## Work to complete
**a.** Name every person mentioned in the article on the UN conference for least developed countries, not counting the byline.
**b.** From the article on the UN conference for least developed countries, quote the passage starting with "Although a hoped-for" and going on through "in sub-Saharan Africa.".

## Selected excerpt
• • • • • • •

Momentum builds for LDCs

UN conference brings some aid and trade gains for least developed

By Tim Wall in Brussels

Although a hoped-for breakthrough agreement on open markets never materialized at the Third UN Conference on Least Developed Countries (LDCs), African leaders attending the mid-May meeting in Brussels noted a forward momentum on trade and aid. Of the 49 nations categorized by the UN as "least developed," 34 are in sub-Saharan Africa.

Speaking at a wrap-up 20 May press briefing, Rwandan Minister of Economy and Finance Donald Kaberuka said the conference had achieved solid gains for the LDCs. Ms. Eveline Herfkens, minister for development cooperation of the Netherlands, cited a pledge issued earlier in the year by the European Union to eliminate or phase out tariffs and quotas on all imports from LDCs save for armaments -- the "everything but arms" initiative -- which she said was directly attributable to the UN conference, hosted by the EU and held in the European Parliament building. So was a decision taken by the Organization for Economic Cooperation and Development, meeting in nearby Paris the same week as the Brussels conference, to "untie" $2 bn of bilateral aid to the LDCs, Ms. Herfkens said. ("Tied" aid requires that project procurement goes to firms in the donor country, and is widely criticized as inefficient and inimical to capacity building in recipient nations.)

Additional initiatives were announced in Brussels. European Commission (EC) President Romano Prodi said on 15 May that the EU would forego payments on all outstanding LDC obligations arising from special loans under the terms of the former Lomé Convention (now the Cotonou Convention). Two days later, EC Trade Commissioner Pascal Lamy pledged that the EU would suspend use of anti-dumping measures against the LDCs, and give additional support to trade-related capacity building. A US contribution of $200 mn for a multilateral trust fund for AIDS -- a project stimulated by UN Secretary-General Kofi Annan -- was announced by US Agency for International Aid Director Andrew Natsios. He also said that his agency was making budget requests for stepped-up aid for debt relief for indebted poor countries and for projects supporting basic education.

• • • • • • •

## Data segment

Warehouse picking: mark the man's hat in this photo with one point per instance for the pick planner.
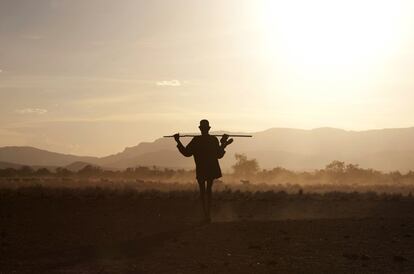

• • • • • • •

## Answer set
**a.**
Donald Kaberuka
Eveline Herfkens
Romano Prodi
Pascal Lamy
Kofi Annan
Andrew Natsios

**b.**
Although a hoped-for breakthrough agreement on open markets never materialized at the Third UN Conference on Least Developed Countries (LDCs), African leaders attending the mid-May meeting in Brussels noted a forward momentum on trade and aid. Of the 49 nations categorized by the UN as "least developed," 34 are in sub-Saharan Africa.